▶ **Work instructions**: Every line below must be copied as written, except for pictures.

▶ **Data extracts**:
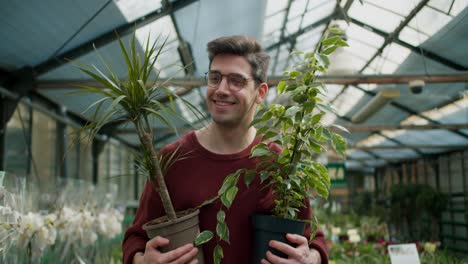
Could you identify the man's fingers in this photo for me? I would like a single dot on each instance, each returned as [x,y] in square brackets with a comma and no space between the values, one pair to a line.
[297,239]
[177,253]
[194,261]
[186,257]
[272,258]
[283,247]
[157,242]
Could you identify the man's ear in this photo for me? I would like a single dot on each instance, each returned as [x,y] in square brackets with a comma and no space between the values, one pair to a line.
[262,92]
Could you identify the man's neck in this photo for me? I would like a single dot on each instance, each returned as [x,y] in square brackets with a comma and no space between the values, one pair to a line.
[225,140]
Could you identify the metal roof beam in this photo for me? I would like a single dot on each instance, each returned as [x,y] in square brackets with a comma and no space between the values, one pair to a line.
[421,51]
[296,34]
[273,81]
[371,128]
[283,30]
[109,37]
[413,147]
[411,111]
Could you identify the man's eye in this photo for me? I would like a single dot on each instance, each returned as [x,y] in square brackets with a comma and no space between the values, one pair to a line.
[214,77]
[237,80]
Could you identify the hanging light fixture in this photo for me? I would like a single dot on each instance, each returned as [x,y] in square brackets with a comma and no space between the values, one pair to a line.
[342,62]
[375,104]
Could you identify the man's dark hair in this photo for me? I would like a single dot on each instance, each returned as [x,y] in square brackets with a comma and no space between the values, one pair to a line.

▶ **Solution for this task**:
Could you identify the man's fingers in this photo for me? I would like a single dot on each instance, each returned as [x,y] in square brackets with a comma and no space between the values, one pair to a line.
[297,239]
[177,253]
[194,261]
[186,257]
[272,258]
[283,247]
[157,242]
Could you identify the man's ear in this photo for me? I would like a single dot on each instance, each returned as [x,y] in square brackets with a comma and no space between the values, one pair to a line.
[262,92]
Could you identify the man's neck in this photo for me? I would like a single dot on each instance, each returned as [x,y] in square brackets with a comma and no space between the values, one pair to a line.
[225,140]
Could you identify the metal roof beam in this photo for me? I would like a single dot on each instance, each returned as [x,y] in square brackets with a comma and no space between the values, one pair to a line.
[421,51]
[296,34]
[273,81]
[371,128]
[283,30]
[109,37]
[413,147]
[411,111]
Could you identify the man's eye in this photo for me? I would like a single dot on each instance, each returned as [x,y] in square brackets with a comma and no space between the values, one pair to a line.
[214,77]
[237,80]
Could you identify the hanging light fixture in this photo for me? I would like a single dot on each instance, each returned as [x,y] in square brackets with a comma and no space between the values, one pair to a line.
[342,62]
[375,104]
Could you identify the man's dark hair in this photo for me? I would like a single dot on each instance, each returned as [x,y] in square brackets with a comma and no space between the values, one pair to a line.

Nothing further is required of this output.